■ Source document
□ □ □ □ □ □ □

Archive for the 'beginner' Category

Be A Data Integrity Watchdog

Funny thing happens when you start to put data into a database. It becomes important. At one point it might have seemed like a nice idea to save the visitor’s IP address. Slowly, as the system evolves, little branches of code pop up around the fact that the IP address is populated. Suddenly you find yourself in a position where you have to protect that piece of data. You can’t sit by idly and let that improperly formatted IP address bring down the whole system. You have to guard your system against these intrusions.

And the intrusions will happen. I’ve designed a number of large systems, and the only common denominator is that somehow, at one point or another, at least some of the data will get corrupted. Transactions fail, databases crash, bugs show up in the margins, users enter in stupid information, or hackers attack. I had been spending time thinking about this issue at The Sporting News, but it wasn’t until MLB that it really congealed into something useful.

In the fantasy baseball domain, a typical roster transaction leads to the addition or removal of a player from a particular manager’s roster of players. If the player is added to player P’s roster he should not be available for any other manager in that league. If he’s removed from P’s roster he should be available to all other managers (including P). A player can’t be on more than one manager’s roster at the same time.

It turns out that every once in a while something hiccups and one of these rules is violated. Over the years I learned that the single most important step to fixing the problem is to make sure it doesn’t get worse. So, for instance, imagine a manager attempts to drop a player from his roster but something goes wrong. The system shows that the player is still on the roster, but he’s also technically available to others. Now that the data is corrupt it’s crucial that the system not allow the player’s status to be modified any further. It can very quickly become an impossible problem to solve if the player is picked up by another manager, then traded to another team, then dropped, etc.

I’ve spent many, many hours fixing transactions by hand. I worked on fantasy applications for over 7 years continuously, and in that time I can’t remember a single year where I didn’t have to fix at least some transactions by hand. Let me tell you, it suuuuucks. It really suuuuucks. Sucks and blows.

With that in mind, I developed a scheme where instead of waiting to hear that some player is on two teams via the message boards I take matter into my own hands. I designed the system to check each player involved in a transaction for corruption immediately after the transaction is committed. If I detect that one of the fundamental rules were broken (e.g. owned by more than one manager), the player is immediately frozen. No further transactions on that player would be allowed until an administrator can come in and fix the issue.

So for a small incremental cost I’ve bought myself some peace of mind. And I can absolutely tell you that it paid off, time and time again. It just took a different way of thinking about the problem – being proactive versus reactive, protecting the integrity of all that data.

□ □ □ □ □ □ □

■ Given records
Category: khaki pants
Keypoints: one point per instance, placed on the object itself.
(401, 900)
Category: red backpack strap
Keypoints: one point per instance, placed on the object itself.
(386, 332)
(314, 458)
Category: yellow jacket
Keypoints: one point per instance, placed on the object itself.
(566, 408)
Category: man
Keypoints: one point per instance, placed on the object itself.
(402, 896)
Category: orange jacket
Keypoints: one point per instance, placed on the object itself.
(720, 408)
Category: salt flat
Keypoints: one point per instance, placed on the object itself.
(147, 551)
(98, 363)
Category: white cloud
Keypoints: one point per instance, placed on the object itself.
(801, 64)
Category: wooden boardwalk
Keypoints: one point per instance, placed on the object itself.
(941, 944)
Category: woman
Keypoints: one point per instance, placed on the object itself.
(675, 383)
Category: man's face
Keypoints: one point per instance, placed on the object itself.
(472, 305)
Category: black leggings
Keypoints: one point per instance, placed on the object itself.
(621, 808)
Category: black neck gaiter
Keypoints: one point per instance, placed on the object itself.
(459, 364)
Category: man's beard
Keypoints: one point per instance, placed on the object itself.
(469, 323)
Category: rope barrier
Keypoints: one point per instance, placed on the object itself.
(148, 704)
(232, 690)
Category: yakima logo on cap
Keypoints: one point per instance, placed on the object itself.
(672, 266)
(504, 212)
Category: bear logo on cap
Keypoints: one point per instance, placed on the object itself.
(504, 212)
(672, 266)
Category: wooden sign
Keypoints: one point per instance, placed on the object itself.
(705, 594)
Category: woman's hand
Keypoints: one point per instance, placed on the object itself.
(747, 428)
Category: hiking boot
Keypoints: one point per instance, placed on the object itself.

□ □ □ □ □ □ □

■ Exercise instructions
Repeat the data integrity post word for word, from "With that in" to "all that data.". The items are not connected to the data integrity post.

■ Written solution
With that in mind, I developed a scheme where instead of waiting to hear that some player is on two teams via the message boards I take matter into my own hands. I designed the system to check each player involved in a transaction for corruption immediately after the transaction is committed. If I detect that one of the fundamental rules were broken (e.g. owned by more than one manager), the player is immediately frozen. No further transactions on that player would be allowed until an administrator can come in and fix the issue.

So for a small incremental cost I’ve bought myself some peace of mind. And I can absolutely tell you that it paid off, time and time again. It just took a different way of thinking about the problem – being proactive versus reactive, protecting the integrity of all that data.